● **What you are asked to do**: Render the material, starting at the line containing "of the eyeglasses." and ending at the end of the material, as a two-column CSV with columns input and output. Each row should pair a text with its answer, each in one quoted field with line breaks replaced by spaces.

============================================================

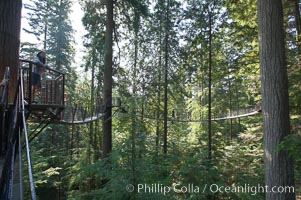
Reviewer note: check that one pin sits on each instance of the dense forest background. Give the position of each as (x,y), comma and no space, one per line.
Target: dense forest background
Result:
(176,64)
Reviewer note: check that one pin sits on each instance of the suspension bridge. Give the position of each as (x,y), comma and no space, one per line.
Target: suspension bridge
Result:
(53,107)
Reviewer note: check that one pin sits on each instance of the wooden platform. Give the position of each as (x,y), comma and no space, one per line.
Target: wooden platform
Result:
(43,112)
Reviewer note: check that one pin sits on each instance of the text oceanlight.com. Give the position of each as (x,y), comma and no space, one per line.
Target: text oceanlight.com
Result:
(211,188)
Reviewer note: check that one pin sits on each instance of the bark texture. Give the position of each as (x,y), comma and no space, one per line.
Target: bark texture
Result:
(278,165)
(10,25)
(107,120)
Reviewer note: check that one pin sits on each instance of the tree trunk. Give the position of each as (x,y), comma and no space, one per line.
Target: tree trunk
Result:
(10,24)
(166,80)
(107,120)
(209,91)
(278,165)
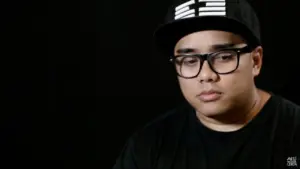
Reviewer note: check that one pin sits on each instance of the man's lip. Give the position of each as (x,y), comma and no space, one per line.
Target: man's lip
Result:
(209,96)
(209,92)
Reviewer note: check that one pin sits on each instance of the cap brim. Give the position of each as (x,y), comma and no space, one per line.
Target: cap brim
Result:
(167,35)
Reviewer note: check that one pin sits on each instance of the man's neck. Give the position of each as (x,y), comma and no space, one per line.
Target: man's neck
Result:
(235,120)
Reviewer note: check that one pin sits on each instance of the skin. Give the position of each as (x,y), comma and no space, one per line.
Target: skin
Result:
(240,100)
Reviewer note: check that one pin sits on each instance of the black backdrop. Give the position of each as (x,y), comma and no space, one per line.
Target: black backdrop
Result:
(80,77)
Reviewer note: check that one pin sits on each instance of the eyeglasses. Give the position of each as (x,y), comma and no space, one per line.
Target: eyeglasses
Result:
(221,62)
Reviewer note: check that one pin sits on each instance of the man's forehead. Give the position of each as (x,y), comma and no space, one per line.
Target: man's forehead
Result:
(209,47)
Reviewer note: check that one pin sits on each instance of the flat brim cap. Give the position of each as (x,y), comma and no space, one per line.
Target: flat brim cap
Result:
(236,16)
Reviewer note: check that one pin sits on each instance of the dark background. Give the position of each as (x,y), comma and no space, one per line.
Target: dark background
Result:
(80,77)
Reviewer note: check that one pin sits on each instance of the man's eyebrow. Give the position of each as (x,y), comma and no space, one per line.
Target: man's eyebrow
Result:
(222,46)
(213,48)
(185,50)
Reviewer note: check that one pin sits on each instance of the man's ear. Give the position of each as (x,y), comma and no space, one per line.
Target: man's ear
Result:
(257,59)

============================================================

● **Exercise output**:
input,output
"Reviewer note: check that one pin sits on each instance of the eyeglasses. Give the position of each as (x,y), comma and no space, one per line. Target: eyeglasses Result:","(221,62)"
"Reviewer note: check that one pin sits on each instance of the man's forehead. Give the position of each as (x,y), comma and no space, one per line. Target: man's forehead Result:","(209,47)"
"Reviewer note: check that one pin sits on each instance of the flat brim cap. Give the position of each as (x,y), comma and no space, one per line. Target: flat brim cap Result:","(236,16)"
"Reviewer note: check that one pin sits on each instance of the dark background. Give the position of each as (x,y), comma and no space, one per line. Target: dark background Result:","(80,77)"
"Reviewer note: check that one pin sits on each instance of the man's eyebrow. Give the position of each as (x,y), comma and no space, one per line. Target: man's eyebrow Result:","(222,46) (213,48) (185,50)"
"Reviewer note: check that one pin sits on each instance of the man's ear. Give the position of each as (x,y), comma and no space, one per line. Target: man's ear Result:","(257,59)"